## Aim
Replace "hanging shop sign" with "storefront sign" throughout the entries below, leaving everything else unchanged, and omit the pictures from your answer.

## Coordinate labeling entries
______

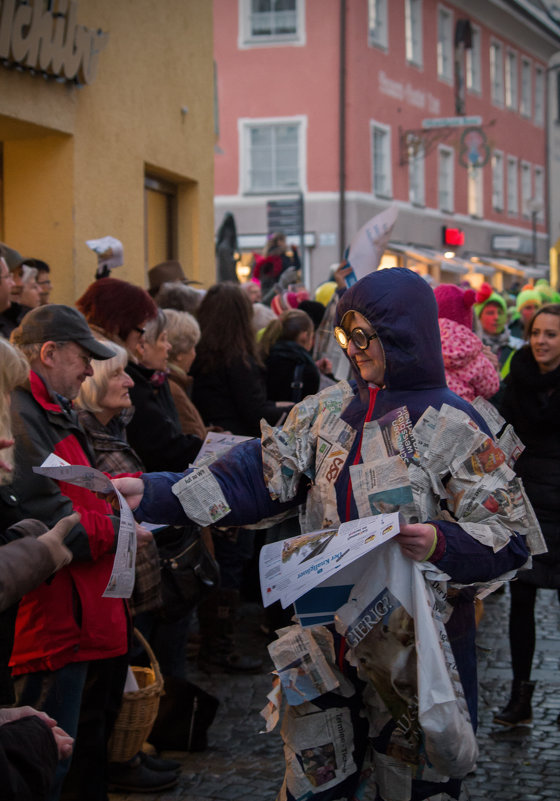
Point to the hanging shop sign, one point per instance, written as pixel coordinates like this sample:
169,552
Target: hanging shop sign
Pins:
47,42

______

## Correct result
Point to the storefront sign, one point per instance, written as pixel coordinates like this sample:
169,552
Target: storefront sign
Pins:
47,42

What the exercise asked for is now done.